- **ページ**:
* * *
「積極的・・・・・」

H. Sekiguchi

H. Sekiguchi

関口 宏

 「積極的平和主義」・・・・・

 はじめてこの言葉を耳にした時、「それは素晴らしい!」と拍手しそうになりました・・・・・が・・・・・
よくよく聞いてみれば、それは武器の輸出やら、同盟国の戦争に参加する事によって得られる「平和」なんだそうで・・・・・?
・・・・・
うーむ・・・・・。
なら・・・・・言葉の使い方が違うのではないか・・・・・ と感じたのは私だけでしょうか。

 「積極的」・・・・・たしかにポジティブな響きのある言葉ですが、これを今の我がテレビ業界で考えてみますと、「積極的視聴者第一主義」、てなことになるのでしょうか。
なんだか、すでにこの時点で、腹の中見え見えに思われてしまいそうですね。
* * *
- **表示データ**:
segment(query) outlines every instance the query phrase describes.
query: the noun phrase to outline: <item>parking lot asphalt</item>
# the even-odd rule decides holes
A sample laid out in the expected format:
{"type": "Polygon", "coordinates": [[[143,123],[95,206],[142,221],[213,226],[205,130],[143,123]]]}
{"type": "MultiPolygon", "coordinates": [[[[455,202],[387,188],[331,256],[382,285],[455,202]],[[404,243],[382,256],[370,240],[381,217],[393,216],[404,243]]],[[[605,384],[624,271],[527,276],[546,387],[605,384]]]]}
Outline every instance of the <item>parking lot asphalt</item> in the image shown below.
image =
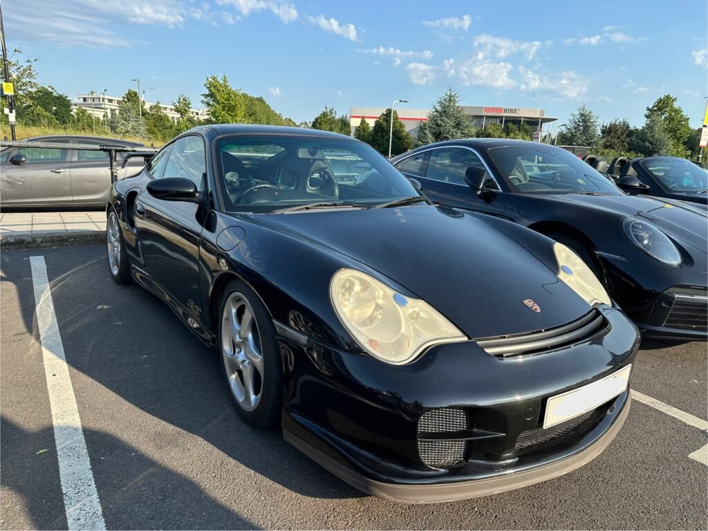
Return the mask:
* * *
- **作業内容**:
- a) ページによれば、よく聞いてみると「積極的平和主義」の「平和」は何によって得られるものだとされていたか。
- b) ページから「はじめてこの言葉を耳にした時」で始まり「感じたのは私だけでしょうか。」で終わる部分を、そのまま書き出してください。

- **各設問の解答**:
- a) 武器の輸出や、同盟国の戦争に参加する事によって得られるものだとされていた。

- b)
はじめてこの言葉を耳にした時、「それは素晴らしい!」と拍手しそうになりました・・・・・が・・・・・
よくよく聞いてみれば、それは武器の輸出やら、同盟国の戦争に参加する事によって得られる「平和」なんだそうで・・・・・?
・・・・・
うーむ・・・・・。
なら・・・・・言葉の使い方が違うのではないか・・・・・ と感じたのは私だけでしょうか。